--- begin ---

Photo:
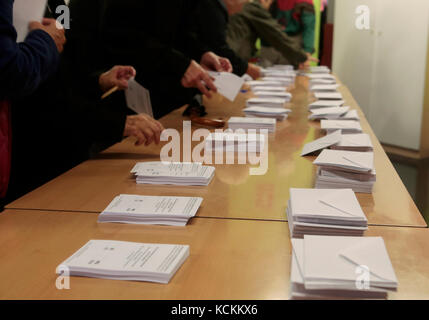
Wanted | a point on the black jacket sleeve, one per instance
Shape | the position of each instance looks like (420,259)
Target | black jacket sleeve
(23,66)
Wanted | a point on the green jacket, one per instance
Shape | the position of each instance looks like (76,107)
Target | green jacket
(254,22)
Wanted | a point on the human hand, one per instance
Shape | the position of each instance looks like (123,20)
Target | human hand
(54,29)
(196,77)
(213,62)
(146,129)
(118,76)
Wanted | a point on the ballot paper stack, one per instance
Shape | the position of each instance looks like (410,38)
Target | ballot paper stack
(325,212)
(279,114)
(325,104)
(286,96)
(346,126)
(268,89)
(354,142)
(324,87)
(266,102)
(328,95)
(338,267)
(314,147)
(259,83)
(235,142)
(320,69)
(247,123)
(173,173)
(338,169)
(135,209)
(130,261)
(328,113)
(285,81)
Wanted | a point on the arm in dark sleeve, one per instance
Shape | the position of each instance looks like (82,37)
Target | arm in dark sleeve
(128,36)
(271,32)
(210,22)
(23,66)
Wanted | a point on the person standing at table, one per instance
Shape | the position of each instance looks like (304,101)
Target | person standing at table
(210,22)
(23,68)
(153,37)
(298,21)
(252,20)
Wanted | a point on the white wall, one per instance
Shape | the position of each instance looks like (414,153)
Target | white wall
(384,67)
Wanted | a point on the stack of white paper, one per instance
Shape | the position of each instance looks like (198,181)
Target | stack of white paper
(320,69)
(327,141)
(350,115)
(172,211)
(325,212)
(264,112)
(341,268)
(318,76)
(340,169)
(346,126)
(328,95)
(271,89)
(235,142)
(174,173)
(328,113)
(324,87)
(287,96)
(247,123)
(284,80)
(266,102)
(227,84)
(120,260)
(260,83)
(322,81)
(354,142)
(325,104)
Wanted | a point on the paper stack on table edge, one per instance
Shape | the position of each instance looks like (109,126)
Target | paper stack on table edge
(131,261)
(325,212)
(161,210)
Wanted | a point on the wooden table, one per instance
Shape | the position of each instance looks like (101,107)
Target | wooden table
(229,259)
(233,193)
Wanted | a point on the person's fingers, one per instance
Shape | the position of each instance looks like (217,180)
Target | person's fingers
(33,25)
(203,89)
(209,82)
(136,132)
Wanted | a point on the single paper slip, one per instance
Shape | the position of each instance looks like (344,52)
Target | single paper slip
(270,94)
(299,291)
(325,104)
(328,95)
(252,123)
(151,210)
(346,160)
(354,142)
(332,262)
(322,81)
(138,98)
(132,261)
(227,84)
(271,89)
(346,126)
(266,102)
(235,142)
(277,113)
(322,143)
(325,87)
(326,113)
(25,11)
(285,81)
(259,83)
(187,174)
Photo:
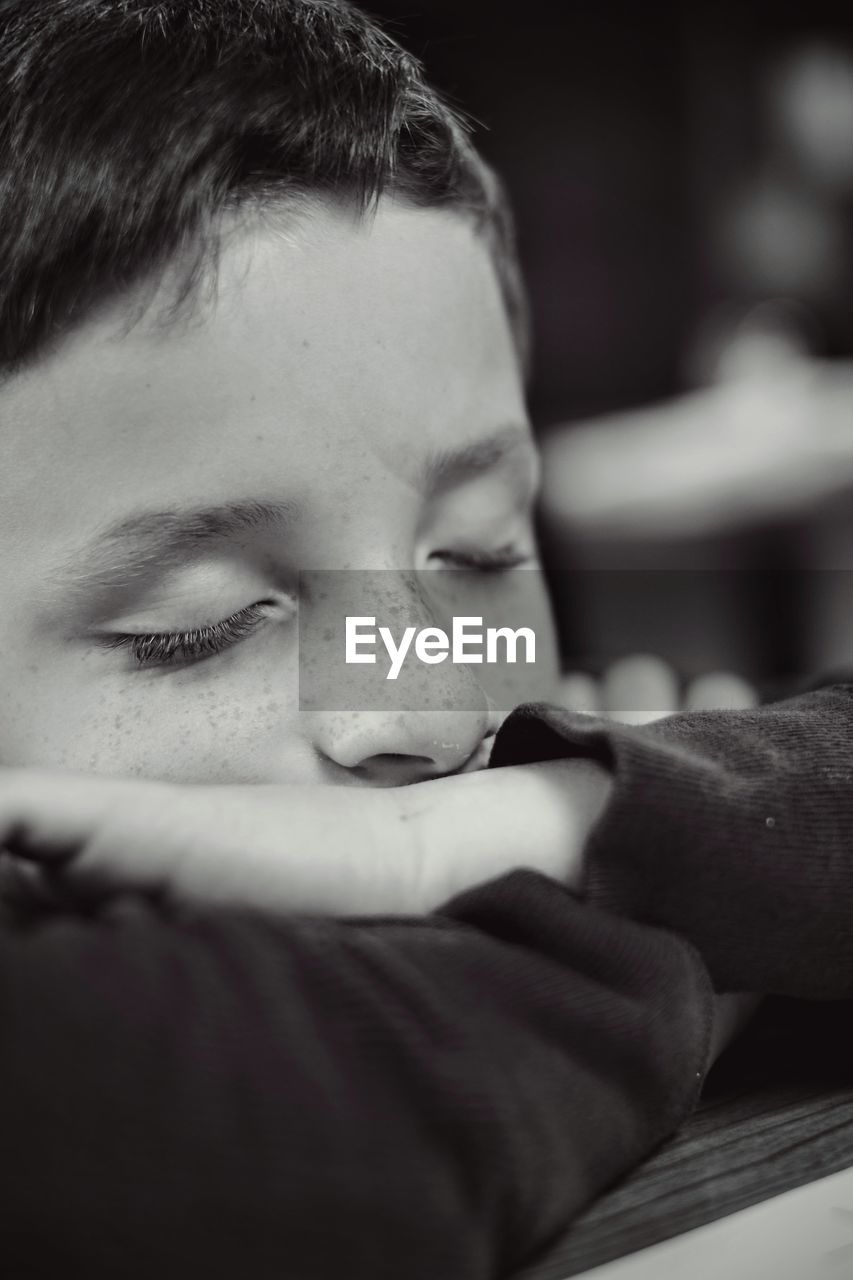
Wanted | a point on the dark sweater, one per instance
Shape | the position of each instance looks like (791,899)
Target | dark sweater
(227,1095)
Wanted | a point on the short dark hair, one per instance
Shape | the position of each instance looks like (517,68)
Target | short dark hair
(128,126)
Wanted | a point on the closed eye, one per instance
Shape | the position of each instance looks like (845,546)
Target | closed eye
(169,648)
(484,561)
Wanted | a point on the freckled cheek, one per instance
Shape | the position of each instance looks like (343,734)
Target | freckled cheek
(210,730)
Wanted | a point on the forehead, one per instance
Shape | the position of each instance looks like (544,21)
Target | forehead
(327,343)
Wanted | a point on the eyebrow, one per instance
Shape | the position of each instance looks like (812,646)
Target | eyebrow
(160,539)
(452,466)
(165,539)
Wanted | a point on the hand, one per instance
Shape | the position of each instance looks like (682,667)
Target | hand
(332,851)
(642,688)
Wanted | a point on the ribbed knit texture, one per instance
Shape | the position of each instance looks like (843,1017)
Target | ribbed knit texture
(734,828)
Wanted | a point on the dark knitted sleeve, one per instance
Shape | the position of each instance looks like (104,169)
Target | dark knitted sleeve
(734,828)
(228,1095)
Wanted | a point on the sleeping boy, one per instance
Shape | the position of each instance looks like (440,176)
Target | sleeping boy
(261,318)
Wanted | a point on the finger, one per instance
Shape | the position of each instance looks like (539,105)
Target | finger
(50,817)
(579,691)
(720,690)
(641,689)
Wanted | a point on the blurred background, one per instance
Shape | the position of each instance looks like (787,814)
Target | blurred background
(683,182)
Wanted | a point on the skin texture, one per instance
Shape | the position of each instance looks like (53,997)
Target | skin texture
(332,360)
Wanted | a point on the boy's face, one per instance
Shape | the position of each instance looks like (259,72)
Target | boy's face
(174,478)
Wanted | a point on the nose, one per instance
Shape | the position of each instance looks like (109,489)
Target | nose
(395,748)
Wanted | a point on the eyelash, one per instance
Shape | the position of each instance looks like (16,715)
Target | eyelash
(169,648)
(486,562)
(162,649)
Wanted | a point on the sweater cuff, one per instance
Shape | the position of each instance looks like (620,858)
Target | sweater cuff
(731,828)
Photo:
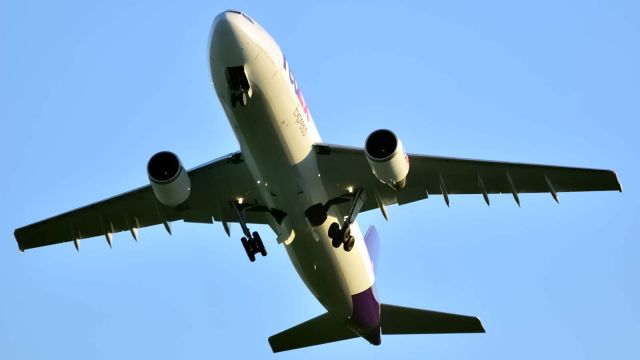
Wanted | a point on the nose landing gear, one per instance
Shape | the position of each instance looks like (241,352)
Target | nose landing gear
(251,242)
(341,236)
(253,245)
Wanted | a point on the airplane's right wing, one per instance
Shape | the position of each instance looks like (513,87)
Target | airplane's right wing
(343,167)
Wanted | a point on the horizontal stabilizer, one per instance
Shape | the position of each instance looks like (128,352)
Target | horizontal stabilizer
(402,320)
(319,330)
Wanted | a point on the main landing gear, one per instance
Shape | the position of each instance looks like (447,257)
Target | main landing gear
(341,236)
(251,242)
(239,88)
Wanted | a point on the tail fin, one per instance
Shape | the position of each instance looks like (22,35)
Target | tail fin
(323,329)
(402,320)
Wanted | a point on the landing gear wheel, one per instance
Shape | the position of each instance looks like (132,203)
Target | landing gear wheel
(334,234)
(333,230)
(242,98)
(348,245)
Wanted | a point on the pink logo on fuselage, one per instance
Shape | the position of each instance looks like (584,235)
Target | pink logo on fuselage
(296,89)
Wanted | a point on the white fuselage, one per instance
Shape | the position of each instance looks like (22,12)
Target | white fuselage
(276,135)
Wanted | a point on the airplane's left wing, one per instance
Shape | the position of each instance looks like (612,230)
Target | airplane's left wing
(214,186)
(347,167)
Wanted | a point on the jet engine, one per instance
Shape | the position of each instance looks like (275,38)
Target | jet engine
(386,156)
(169,180)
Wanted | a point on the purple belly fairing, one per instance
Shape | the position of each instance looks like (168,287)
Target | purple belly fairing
(366,315)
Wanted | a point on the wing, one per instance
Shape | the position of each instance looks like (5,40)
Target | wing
(343,167)
(213,186)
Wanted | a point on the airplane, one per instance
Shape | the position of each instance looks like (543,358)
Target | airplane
(308,192)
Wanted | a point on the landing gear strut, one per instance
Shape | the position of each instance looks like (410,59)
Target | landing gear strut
(239,88)
(341,236)
(251,242)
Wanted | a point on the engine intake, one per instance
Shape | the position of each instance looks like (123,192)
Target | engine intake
(169,180)
(386,156)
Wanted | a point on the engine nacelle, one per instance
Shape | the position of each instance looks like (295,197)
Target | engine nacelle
(386,156)
(169,180)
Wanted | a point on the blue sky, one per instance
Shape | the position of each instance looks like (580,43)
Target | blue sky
(89,91)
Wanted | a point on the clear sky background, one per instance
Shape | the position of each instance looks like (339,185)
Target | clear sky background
(90,90)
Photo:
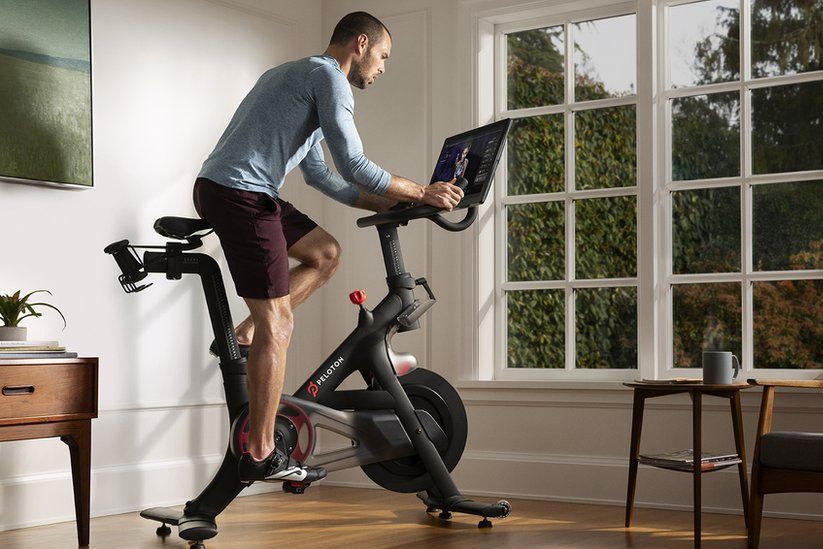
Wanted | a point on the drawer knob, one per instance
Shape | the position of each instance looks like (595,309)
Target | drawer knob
(14,390)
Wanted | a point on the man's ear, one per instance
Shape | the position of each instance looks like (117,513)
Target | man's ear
(361,43)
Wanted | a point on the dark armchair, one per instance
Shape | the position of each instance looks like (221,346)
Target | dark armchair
(783,461)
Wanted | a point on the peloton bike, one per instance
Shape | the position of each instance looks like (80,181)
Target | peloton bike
(407,427)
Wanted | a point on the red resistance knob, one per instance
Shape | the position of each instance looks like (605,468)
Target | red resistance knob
(358,297)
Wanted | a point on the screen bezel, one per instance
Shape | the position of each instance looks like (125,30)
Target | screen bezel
(480,197)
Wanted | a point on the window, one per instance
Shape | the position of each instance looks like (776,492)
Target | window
(568,226)
(743,158)
(732,113)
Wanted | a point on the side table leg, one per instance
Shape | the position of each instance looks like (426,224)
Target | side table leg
(740,446)
(698,460)
(634,451)
(79,443)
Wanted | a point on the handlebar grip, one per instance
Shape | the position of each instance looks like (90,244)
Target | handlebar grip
(456,226)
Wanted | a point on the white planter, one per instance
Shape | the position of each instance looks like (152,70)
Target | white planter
(13,333)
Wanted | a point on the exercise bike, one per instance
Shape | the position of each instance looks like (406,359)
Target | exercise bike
(407,427)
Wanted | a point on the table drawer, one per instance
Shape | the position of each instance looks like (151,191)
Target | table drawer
(35,390)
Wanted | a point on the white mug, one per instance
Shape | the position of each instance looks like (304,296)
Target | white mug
(717,367)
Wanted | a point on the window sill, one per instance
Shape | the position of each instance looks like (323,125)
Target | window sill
(519,384)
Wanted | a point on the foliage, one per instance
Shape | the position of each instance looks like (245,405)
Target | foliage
(606,228)
(788,228)
(14,308)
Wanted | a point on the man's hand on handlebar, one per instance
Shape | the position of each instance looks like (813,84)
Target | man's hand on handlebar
(442,194)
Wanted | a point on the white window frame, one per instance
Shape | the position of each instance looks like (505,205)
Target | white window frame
(747,276)
(567,197)
(486,356)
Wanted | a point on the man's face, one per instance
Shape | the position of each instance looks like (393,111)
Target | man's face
(371,64)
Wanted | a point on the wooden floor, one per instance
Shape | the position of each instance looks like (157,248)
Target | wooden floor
(328,516)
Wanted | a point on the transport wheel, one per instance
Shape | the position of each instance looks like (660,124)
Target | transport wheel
(433,394)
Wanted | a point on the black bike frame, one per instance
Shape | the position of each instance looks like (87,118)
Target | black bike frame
(398,431)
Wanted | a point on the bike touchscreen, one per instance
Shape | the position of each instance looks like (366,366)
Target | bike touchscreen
(472,156)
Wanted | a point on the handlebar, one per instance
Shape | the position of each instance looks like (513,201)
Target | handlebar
(399,217)
(404,215)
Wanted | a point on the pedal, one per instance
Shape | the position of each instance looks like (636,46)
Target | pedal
(294,487)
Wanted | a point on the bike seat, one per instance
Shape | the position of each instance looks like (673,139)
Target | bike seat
(180,228)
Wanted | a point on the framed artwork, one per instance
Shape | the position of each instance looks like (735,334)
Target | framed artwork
(45,91)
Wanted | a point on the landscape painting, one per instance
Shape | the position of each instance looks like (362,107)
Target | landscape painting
(45,91)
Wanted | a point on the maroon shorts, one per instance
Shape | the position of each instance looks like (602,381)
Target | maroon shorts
(255,231)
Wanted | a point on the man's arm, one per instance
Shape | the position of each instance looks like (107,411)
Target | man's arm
(318,175)
(441,194)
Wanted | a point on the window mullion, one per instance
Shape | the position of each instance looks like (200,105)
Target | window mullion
(571,347)
(746,292)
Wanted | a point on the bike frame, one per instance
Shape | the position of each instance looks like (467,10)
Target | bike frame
(383,423)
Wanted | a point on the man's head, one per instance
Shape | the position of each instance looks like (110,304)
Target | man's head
(367,42)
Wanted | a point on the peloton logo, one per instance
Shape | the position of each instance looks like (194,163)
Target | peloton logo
(336,364)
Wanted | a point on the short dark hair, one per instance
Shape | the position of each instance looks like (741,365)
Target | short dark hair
(355,24)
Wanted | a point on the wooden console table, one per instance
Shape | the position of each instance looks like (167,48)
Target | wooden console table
(644,390)
(44,398)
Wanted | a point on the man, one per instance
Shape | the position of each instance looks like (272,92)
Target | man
(279,125)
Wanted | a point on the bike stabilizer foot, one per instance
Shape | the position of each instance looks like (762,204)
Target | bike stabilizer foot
(501,509)
(293,487)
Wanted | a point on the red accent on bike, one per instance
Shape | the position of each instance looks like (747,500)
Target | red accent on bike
(358,297)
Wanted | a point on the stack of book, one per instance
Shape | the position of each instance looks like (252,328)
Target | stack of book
(683,460)
(33,349)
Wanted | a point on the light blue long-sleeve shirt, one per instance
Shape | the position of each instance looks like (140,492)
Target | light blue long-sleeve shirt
(279,125)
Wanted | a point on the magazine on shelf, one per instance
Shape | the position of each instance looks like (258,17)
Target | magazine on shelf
(44,354)
(686,457)
(31,349)
(5,344)
(671,381)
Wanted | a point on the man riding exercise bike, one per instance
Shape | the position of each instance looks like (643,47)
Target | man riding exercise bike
(279,125)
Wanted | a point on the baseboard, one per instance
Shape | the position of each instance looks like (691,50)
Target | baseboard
(534,476)
(34,500)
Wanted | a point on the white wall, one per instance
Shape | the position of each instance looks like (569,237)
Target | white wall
(544,441)
(167,76)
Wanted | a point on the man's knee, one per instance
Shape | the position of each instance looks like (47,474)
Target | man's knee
(273,321)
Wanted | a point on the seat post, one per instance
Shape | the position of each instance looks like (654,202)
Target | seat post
(390,246)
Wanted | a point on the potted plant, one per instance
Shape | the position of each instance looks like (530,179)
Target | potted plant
(14,308)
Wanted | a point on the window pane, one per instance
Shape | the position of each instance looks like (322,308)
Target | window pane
(788,324)
(536,321)
(607,328)
(787,37)
(536,238)
(605,61)
(535,67)
(704,45)
(706,230)
(605,150)
(787,125)
(706,136)
(788,226)
(606,237)
(535,155)
(706,317)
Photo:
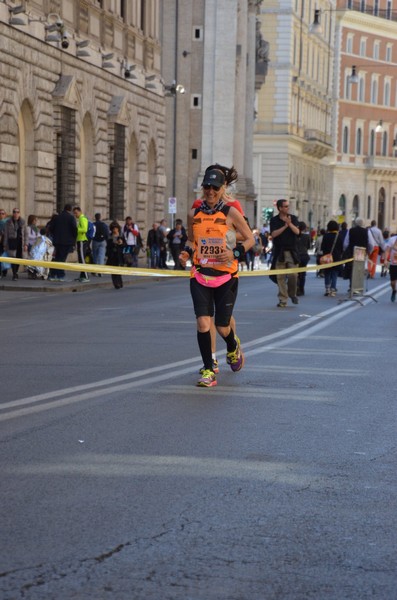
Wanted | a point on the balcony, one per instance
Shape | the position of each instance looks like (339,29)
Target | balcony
(381,165)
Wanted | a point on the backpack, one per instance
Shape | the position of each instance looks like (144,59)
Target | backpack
(90,233)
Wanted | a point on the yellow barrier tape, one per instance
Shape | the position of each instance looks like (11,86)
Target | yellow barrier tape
(139,272)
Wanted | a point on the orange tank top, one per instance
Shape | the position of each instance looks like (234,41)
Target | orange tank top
(210,239)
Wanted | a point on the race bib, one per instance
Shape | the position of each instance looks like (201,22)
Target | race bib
(208,249)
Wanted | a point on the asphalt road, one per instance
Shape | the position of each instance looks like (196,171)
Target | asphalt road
(122,480)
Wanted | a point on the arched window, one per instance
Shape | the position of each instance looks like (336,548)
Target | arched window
(345,139)
(374,91)
(386,99)
(372,143)
(361,89)
(359,141)
(356,207)
(342,204)
(384,143)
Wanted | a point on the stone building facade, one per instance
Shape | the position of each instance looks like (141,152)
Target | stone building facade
(210,48)
(365,168)
(315,140)
(80,122)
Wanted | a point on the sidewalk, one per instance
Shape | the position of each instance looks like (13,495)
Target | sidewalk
(24,284)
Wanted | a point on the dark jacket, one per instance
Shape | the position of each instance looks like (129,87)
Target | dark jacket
(15,235)
(101,231)
(154,238)
(63,229)
(326,245)
(114,251)
(288,240)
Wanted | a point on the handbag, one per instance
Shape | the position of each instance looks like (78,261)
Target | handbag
(327,259)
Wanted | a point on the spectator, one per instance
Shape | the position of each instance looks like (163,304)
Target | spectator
(318,251)
(33,231)
(163,241)
(357,235)
(384,267)
(284,229)
(177,238)
(114,252)
(332,244)
(62,230)
(153,242)
(303,246)
(130,233)
(82,243)
(99,242)
(3,219)
(15,239)
(379,246)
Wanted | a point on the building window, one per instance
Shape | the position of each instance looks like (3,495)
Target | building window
(116,172)
(345,139)
(372,143)
(386,94)
(349,44)
(359,141)
(374,91)
(342,204)
(356,206)
(143,15)
(361,89)
(66,158)
(348,87)
(196,101)
(197,33)
(384,143)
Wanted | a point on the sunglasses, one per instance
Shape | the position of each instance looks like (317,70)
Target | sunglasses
(211,187)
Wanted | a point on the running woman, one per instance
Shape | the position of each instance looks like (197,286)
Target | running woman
(231,176)
(213,227)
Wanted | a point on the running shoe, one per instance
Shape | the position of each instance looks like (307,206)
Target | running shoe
(215,367)
(236,358)
(207,379)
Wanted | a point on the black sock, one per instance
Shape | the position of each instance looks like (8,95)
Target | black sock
(204,342)
(230,341)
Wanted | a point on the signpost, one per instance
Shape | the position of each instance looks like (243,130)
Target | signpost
(358,277)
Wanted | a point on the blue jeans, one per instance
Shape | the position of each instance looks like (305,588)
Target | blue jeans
(331,277)
(98,252)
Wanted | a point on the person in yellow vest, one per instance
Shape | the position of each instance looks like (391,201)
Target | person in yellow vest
(82,240)
(212,230)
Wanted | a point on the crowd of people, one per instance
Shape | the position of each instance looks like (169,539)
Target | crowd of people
(218,242)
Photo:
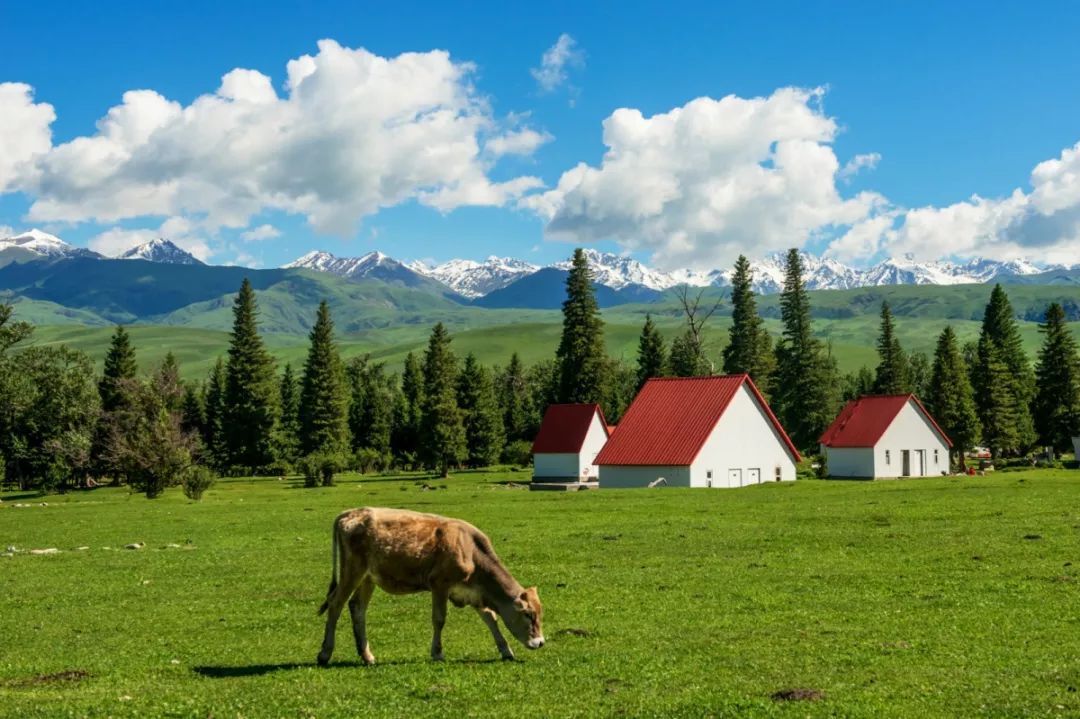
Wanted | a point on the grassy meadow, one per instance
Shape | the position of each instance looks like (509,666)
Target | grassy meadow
(912,598)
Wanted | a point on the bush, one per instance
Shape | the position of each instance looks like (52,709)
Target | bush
(518,452)
(197,480)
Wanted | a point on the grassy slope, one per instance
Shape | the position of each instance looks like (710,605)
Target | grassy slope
(917,598)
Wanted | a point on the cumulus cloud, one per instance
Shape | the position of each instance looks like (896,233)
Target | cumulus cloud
(705,181)
(260,232)
(555,60)
(353,133)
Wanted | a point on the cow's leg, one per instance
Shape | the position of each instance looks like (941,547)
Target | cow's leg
(358,607)
(493,624)
(335,604)
(437,621)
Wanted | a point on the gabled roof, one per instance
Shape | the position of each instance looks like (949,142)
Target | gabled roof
(863,421)
(671,418)
(564,429)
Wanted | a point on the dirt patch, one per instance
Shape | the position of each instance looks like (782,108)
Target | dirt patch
(798,694)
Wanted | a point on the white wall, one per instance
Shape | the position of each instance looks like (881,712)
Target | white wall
(849,461)
(909,431)
(743,439)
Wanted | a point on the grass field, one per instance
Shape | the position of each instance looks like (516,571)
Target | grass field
(916,598)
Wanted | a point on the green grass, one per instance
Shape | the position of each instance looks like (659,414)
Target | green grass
(915,598)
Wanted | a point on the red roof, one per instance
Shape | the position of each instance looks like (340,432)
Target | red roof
(671,418)
(564,429)
(862,421)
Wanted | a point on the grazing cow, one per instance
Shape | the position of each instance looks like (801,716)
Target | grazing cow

--- end ---

Written task
Extract, exactly as they appear, the lines from the one containing "Wanted | a point on the dirt" through the final line.

Answer to this problem
Wanted | a point on the dirt patch, one per instance
Shape | the position of each instance looks like (782,108)
Target | dirt patch
(798,694)
Wanted | a point on the white wall, one per instance
Shape | the position of each instance looks like (881,712)
Target | white wall
(849,461)
(909,431)
(743,439)
Wanted | a point on the grass field, one per instance
Shape | the position of each instance looks like (516,571)
Target | grass field
(916,598)
Wanted | a point on the green grass, one per instance
Shape | the position of each instance looks like (659,414)
Target | green grass
(915,598)
Wanted | a point on the red roof, one per instance
Shape | the position of each instance looks like (340,432)
Target | red roof
(671,418)
(564,429)
(862,421)
Wanted | a point on the grazing cow, one per instance
Shape | the position of each instance looks like (801,716)
Target | grazing cow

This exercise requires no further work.